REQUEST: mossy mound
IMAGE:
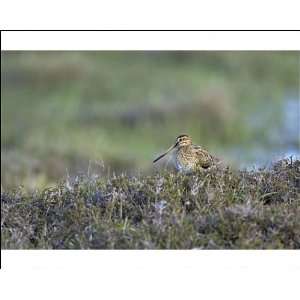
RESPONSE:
[1,160,300,249]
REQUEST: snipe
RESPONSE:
[153,134,219,173]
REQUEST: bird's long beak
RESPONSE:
[153,143,178,163]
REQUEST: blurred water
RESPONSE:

···

### EXERCISE REQUIREMENTS
Convert the data above into a Markdown table with the columns "Row" and "Line", giving each nonblank line its own numbered row. Leave the pictures out.

### ANSWER BELOW
| Row | Line |
|---|---|
| 1 | REQUEST: mossy mound |
| 2 | IMAGE: |
| 3 | RESPONSE: |
| 4 | [1,160,300,249] |
| 5 | REQUEST: snipe |
| 6 | RESPONSE: |
| 7 | [153,134,219,173] |
| 8 | REQUEST: bird's long beak |
| 9 | RESPONSE: |
| 10 | [153,143,178,163] |
| 11 | REQUEST: blurred water |
| 12 | RESPONSE: |